**Text segment**
Ch. 1 – The Origins of Language
How language originated 🡪 not sure.
Spoken language 🡪 100,000 – 50,000 years ago.
Written language 🡪 5,000 years ago.
Natural sounds source:
Bow-wow theory: the idea that early human speech developed from imitations of natural
sounds in the environment.
⮚ Onomatopoeia: words that sound similar to the noises they describe.
Pooh-pooh theory: the idea that early human speech developed from the instinctive sounds
people make in emotional circumstances.
Musical source:
Observations suggest that early humans may indeed have learned and used melody to
express themselves before they added words to their songs.
Social interaction source:
The ‘yo-he-ho’ theory involves the expression of sounds in physical effort, the sounds
needed to coordinate a physical activity involving several people.
⮚ Development of language in a social context.
Physical adaption source:
Instead of looking at types of sounds as the source of human speech, we can look at the
physical features a human possess to support speech production (teeth, lips, mouth, etc.).
Tool-making source:
The human brain is lateralized (it has specialized functions in each of the two hemispheres).
Those functions that control the motor movements involved in complex vocalization
(speaking) and object manipulation are very close to each other in the left hemisphere.
Genetic source:
Innateness hypothesis: the idea that humans are genetically equipped to acquire language.
,Ch. 2 – Animals and Human Language
Communicative signals: behaviour used intentionally to provide information.
Informative signals: behaviour that provides information, usually unintentionally.
Glossolalia: humans are capable of producing sounds and syllables in a steam of speech
that appears to have no communicative purpose.
⮚ ‘speaking in tongues’
Properties of human language:
- Reflexivity: humans are able to reflect on languages by using language.
- Displacement: humans can refer to past and future time by using language.
- Arbitrariness: the fact that there is no natural connection between a linguistic form and its
meaning.
- Cultural transmission: the process whereby knowledge of a language is passed from one
generation to the next.
- Productivity: a property of language that allows users to create new expressions.
- Duality: linguistic forms have two simultaneous levels of sound production and meaning =
‘double articulation’.
, Ch. 5 – Word formation
Neologism: a new word.
Etymology: the study of the origin and history of words.
⮚ The origin of most English words come from Latin, Greek or Germanic.

**Dataset excerpt**
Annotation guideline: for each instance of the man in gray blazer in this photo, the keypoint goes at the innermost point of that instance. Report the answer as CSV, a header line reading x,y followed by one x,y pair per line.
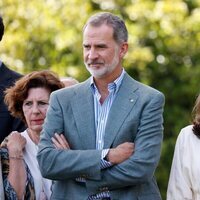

**Questions on the material**
(a) Write out the part of the linguistics notes starting with "- Arbitrariness: the" and going on through "Greek or Germanic.".
(b) According to the linguistics notes, how long ago did written language appear?
(c) Carry on the linguistics notes from their last line.
The data has no connection to the linguistics notes.

**Replies**
(a)
- Arbitrariness: the fact that there is no natural connection between a linguistic form and its
meaning.
- Cultural transmission: the process whereby knowledge of a language is passed from one
generation to the next.
- Productivity: a property of language that allows users to create new expressions.
- Duality: linguistic forms have two simultaneous levels of sound production and meaning =
‘double articulation’.
, Ch. 5 – Word formation
Neologism: a new word.
Etymology: the study of the origin and history of words.
⮚ The origin of most English words come from Latin, Greek or Germanic.

(b) About 5,000 years ago.

(c)
Borrowing: the process of taking words from other languages.
Sometimes a new sound comes along with these words.
⮚ Loan-translation: a type of borrowing in which each element of a word is translated
into the borrowing language (also called calque). Example: skyscraper,
wolkenkrabber, wolkenkratzer.
Compounding: the process of combining two (or more) words to form a new word.
Blending: the process of combining the beginning of one word and the end of another word
to form a new word (example: brunch = breakfast + lunch).
Clipping: the process of reducing a word of more than one syllable to a shorter form
(example: ad = advertisement).
Hypocorisms: a word-formation process in which a longer word is reduced to a shorter form
with -y or -ie at the end (example: telly = television).
Backformation: the process of reducing a word such as a noun to a shorter version and using
it as a new word (example: babysit > babysitter).
Conversion: the process of changing the function of a word, such as a noun to a verb, as a
way of forming new words. Also known as ‘category change’ or ‘functional shift’ (example:
vacation > vacationing).
Coinage: the invention of new words.
⮚ Acronyms: new words formed from the initial letters of a set of other words (example:
CD = compact disk).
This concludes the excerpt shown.